### What the exercise asks
Return every line of the entries that contains the word "background". Case counts.

### Input records

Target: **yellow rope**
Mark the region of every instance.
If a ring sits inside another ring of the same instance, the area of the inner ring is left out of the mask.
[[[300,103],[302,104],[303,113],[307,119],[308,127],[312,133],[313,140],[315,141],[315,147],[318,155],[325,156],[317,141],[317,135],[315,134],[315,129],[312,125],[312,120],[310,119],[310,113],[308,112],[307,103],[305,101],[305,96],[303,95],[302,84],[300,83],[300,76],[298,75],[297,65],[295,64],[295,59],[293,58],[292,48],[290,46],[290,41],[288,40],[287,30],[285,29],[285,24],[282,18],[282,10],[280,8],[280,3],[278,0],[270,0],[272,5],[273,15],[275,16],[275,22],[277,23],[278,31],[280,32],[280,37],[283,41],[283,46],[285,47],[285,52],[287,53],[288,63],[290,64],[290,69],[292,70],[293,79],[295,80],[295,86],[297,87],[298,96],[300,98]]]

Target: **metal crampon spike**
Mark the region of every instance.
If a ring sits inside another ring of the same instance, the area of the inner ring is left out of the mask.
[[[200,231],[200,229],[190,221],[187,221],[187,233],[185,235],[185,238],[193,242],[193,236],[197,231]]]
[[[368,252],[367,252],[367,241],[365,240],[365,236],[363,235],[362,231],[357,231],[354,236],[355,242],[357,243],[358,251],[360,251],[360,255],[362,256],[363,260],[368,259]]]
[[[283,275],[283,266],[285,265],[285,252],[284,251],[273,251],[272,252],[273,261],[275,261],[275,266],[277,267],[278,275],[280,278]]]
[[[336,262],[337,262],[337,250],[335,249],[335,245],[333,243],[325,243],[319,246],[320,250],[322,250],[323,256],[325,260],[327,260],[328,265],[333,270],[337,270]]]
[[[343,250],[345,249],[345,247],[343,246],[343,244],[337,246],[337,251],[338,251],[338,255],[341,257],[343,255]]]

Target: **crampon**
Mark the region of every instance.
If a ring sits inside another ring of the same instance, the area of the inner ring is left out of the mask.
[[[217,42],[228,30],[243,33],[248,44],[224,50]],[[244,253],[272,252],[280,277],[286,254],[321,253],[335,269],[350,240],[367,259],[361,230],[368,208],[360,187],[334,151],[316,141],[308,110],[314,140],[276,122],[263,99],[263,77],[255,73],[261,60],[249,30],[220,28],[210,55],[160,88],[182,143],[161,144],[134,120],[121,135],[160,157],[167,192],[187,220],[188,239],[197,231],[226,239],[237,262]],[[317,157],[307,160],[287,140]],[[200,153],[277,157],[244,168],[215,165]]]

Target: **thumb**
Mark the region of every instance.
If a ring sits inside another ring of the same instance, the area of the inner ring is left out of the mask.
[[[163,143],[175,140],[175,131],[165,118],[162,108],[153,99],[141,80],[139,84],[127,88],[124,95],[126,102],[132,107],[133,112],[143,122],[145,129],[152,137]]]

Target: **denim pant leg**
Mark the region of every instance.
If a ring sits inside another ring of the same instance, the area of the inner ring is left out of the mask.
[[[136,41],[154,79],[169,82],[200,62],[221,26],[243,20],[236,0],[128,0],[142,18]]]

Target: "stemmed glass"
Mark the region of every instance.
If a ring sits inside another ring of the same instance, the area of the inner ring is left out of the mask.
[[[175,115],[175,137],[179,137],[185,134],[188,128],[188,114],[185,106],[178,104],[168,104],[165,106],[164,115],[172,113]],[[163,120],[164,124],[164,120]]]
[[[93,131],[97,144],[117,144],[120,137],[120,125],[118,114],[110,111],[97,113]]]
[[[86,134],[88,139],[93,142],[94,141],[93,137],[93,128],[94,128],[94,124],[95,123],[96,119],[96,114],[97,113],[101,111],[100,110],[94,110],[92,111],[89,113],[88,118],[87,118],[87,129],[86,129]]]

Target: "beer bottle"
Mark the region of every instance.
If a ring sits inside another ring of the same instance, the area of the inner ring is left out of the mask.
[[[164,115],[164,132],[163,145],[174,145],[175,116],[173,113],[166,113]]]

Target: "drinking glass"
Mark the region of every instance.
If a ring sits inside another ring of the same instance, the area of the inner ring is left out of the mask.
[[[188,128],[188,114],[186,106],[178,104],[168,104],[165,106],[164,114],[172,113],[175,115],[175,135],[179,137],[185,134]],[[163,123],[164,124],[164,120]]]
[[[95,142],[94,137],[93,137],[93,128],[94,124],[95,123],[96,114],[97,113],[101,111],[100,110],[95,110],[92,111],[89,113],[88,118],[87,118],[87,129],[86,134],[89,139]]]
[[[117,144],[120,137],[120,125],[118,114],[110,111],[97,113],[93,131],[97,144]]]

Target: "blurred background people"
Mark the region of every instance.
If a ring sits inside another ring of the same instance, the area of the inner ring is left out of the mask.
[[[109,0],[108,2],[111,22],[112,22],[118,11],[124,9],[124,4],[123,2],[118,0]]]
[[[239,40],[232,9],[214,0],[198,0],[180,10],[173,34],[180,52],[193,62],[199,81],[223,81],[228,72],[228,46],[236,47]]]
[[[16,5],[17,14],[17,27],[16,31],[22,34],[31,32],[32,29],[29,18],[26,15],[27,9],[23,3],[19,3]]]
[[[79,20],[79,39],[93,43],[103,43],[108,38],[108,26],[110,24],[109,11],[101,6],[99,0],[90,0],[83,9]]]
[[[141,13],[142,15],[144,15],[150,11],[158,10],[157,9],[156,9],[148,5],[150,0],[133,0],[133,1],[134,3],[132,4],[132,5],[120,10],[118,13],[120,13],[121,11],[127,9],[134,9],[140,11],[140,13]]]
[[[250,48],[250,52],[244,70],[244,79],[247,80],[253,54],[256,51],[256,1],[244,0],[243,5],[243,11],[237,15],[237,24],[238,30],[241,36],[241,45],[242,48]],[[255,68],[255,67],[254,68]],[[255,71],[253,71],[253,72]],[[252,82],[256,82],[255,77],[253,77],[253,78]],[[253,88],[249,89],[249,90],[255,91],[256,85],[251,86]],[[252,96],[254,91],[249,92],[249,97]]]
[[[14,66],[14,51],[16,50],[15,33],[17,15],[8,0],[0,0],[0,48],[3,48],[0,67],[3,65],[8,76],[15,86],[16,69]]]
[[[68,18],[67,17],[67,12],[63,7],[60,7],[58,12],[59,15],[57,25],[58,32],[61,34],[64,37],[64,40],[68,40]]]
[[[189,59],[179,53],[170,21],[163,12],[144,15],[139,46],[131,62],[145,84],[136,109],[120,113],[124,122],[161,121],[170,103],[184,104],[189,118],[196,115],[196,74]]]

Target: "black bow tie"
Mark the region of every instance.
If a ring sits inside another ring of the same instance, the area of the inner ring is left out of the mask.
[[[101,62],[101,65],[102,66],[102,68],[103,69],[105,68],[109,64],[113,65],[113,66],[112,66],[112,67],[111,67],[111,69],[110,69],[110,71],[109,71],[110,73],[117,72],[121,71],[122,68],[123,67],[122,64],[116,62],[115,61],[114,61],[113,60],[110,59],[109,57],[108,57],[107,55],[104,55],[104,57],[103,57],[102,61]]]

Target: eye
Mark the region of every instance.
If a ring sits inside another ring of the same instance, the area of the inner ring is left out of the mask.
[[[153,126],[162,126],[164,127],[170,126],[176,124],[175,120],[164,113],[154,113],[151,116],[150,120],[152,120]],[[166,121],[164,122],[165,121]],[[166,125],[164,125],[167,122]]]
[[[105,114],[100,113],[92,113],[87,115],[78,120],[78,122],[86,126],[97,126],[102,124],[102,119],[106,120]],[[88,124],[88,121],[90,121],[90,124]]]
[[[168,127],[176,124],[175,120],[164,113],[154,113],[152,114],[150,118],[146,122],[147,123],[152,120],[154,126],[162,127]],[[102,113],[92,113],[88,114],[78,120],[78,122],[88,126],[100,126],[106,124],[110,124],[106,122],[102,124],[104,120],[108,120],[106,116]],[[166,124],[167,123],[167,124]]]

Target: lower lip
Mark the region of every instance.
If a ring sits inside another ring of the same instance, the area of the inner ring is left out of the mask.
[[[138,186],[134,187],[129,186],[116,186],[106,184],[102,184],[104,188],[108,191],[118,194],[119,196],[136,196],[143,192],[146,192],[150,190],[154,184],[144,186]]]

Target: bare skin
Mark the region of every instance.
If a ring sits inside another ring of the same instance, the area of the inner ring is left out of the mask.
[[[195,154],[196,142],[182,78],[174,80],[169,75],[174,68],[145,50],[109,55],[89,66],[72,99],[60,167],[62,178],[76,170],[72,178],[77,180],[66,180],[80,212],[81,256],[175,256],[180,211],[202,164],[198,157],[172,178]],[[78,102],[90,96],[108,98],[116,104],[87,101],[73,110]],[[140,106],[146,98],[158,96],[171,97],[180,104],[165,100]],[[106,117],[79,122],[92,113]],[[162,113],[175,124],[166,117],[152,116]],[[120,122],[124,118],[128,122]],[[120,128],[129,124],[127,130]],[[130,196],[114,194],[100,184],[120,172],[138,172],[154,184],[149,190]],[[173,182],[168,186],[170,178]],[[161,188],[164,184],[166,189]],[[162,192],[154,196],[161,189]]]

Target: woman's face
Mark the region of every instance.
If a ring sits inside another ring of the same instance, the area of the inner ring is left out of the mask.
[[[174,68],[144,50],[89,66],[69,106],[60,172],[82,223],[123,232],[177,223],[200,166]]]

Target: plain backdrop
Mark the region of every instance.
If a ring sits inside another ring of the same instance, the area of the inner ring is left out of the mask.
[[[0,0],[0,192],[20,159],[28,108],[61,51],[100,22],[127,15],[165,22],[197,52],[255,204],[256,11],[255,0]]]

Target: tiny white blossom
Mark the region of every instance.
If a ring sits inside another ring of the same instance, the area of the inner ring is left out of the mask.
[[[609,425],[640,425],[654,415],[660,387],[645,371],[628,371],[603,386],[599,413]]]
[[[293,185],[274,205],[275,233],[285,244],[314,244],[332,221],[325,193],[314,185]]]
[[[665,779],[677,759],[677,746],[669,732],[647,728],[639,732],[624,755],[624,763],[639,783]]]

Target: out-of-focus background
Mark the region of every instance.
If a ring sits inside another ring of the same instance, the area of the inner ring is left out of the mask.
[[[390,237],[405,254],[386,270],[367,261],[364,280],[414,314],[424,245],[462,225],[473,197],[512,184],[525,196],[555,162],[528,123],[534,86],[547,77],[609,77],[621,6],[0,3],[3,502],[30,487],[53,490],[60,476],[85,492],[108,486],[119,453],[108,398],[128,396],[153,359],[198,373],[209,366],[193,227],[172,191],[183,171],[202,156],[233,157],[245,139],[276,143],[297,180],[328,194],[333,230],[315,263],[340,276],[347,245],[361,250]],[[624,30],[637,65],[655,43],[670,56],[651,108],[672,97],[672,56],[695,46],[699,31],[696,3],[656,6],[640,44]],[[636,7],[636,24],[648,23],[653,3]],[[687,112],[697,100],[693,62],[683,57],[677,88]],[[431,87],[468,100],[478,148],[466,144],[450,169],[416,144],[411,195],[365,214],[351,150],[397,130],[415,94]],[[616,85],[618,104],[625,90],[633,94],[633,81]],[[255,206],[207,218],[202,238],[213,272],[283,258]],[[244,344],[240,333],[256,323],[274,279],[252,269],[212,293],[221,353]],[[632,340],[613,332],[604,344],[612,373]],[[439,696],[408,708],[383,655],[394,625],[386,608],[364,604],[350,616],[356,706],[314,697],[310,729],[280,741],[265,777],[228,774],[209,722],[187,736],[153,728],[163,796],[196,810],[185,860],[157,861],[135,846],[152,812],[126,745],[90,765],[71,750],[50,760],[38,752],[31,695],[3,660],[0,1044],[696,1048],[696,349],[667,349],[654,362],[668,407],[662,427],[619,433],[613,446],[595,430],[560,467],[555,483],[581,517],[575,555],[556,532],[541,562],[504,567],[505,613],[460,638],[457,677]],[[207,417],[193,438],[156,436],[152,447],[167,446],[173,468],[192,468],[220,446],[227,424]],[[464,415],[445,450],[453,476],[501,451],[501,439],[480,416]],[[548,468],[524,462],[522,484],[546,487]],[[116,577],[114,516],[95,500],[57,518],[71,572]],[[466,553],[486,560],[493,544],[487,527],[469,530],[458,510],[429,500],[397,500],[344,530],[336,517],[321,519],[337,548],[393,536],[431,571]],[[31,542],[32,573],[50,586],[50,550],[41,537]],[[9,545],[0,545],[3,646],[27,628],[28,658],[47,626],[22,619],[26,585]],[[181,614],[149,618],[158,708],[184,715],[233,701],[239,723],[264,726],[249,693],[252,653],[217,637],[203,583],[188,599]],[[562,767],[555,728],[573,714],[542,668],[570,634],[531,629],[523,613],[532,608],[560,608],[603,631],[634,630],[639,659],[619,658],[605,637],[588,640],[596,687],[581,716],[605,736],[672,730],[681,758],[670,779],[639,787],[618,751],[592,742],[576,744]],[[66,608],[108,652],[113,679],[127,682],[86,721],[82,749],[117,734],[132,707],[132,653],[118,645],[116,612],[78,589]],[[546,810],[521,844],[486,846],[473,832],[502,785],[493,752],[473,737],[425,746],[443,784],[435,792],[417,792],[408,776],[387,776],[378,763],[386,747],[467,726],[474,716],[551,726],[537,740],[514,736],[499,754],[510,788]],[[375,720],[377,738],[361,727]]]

### Written answer
Target: "blurred background people"
Target: out-of-focus background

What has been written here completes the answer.